TASK ITEM:
Give back all the records exactly, keeping every line whole.
** SOURCE MATERIAL follows **
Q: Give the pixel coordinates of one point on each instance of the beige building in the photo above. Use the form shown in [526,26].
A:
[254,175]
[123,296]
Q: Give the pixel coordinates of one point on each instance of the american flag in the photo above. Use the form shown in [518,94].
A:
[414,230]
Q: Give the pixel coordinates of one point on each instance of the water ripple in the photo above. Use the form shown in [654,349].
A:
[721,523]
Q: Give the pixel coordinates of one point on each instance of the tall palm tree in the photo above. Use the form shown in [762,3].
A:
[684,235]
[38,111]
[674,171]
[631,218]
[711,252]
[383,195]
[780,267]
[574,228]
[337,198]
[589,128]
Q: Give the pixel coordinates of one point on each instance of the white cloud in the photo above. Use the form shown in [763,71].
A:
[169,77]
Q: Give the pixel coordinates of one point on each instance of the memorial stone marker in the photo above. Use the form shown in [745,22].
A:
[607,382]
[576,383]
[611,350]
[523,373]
** End of SOURCE MATERIAL **
SOLUTION:
Q: Give the pixel coordinates of one point on each instance of the beige building in the photo above. Use the form shown in [526,26].
A:
[254,175]
[123,296]
Q: Give the pixel coordinates of one point on each instance of the american flag in the photo above. Use the form shown in [518,94].
A:
[414,230]
Q: Give the pixel coordinates of one point on each instance of the water ripple in the photo above. Use the form shown in [654,349].
A:
[721,523]
Q: Give the pixel coordinates of one point on each instance of the tall palm tree in the photo above. Use the form shown in [762,3].
A:
[684,235]
[38,111]
[674,171]
[631,218]
[711,252]
[383,195]
[780,267]
[574,228]
[337,198]
[589,128]
Q: Give the pixel coordinates of one point on each instance of the white cloud in the photo above. Use the form shown in [763,71].
A:
[169,77]
Q: Give the pixel coordinates of one point on each instance of the memorial stone marker in the photo above. Use the form shown in [745,22].
A:
[607,382]
[576,383]
[611,350]
[523,373]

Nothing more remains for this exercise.